— Source records —

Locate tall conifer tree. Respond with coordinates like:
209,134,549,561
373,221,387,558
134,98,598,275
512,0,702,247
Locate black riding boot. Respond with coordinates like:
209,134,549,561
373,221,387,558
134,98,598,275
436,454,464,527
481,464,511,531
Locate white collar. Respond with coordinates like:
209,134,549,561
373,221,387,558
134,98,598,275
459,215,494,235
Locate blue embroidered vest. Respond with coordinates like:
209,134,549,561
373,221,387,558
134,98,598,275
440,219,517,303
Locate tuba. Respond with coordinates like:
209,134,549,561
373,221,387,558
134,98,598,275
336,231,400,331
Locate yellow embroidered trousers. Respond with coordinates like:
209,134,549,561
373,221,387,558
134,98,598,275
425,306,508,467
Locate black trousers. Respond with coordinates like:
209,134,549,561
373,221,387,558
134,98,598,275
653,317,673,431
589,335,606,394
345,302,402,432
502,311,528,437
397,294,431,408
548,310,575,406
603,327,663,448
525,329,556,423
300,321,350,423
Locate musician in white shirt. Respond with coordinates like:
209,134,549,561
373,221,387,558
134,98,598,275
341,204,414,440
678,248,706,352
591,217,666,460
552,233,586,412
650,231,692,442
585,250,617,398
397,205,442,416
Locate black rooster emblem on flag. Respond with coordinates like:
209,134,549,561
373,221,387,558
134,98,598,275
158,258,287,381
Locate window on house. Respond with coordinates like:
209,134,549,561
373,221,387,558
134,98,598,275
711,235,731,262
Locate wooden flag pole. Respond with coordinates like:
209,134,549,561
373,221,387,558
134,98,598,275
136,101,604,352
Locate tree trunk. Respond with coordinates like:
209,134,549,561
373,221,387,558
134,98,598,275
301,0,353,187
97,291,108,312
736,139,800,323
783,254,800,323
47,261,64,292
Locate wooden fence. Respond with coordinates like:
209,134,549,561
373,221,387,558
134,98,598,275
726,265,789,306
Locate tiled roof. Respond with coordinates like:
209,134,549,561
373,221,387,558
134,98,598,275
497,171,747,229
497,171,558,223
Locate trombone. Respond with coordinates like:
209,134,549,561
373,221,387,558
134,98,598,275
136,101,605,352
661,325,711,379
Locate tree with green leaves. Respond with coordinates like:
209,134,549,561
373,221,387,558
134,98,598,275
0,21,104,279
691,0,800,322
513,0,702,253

— Stated task —
Update the records from the line with "Locate black riding" to the line with "459,215,494,235", changing "white collar" to "lace collar" and keeping everything else the same. Give back only those lines.

— Response to this task —
Locate black riding boot. Respond with coordinates like:
209,134,549,561
373,221,387,558
134,98,598,275
436,454,464,527
481,464,511,531
Locate lace collar. Respond with coordinates like:
209,134,549,561
373,221,387,558
134,98,598,275
459,215,494,235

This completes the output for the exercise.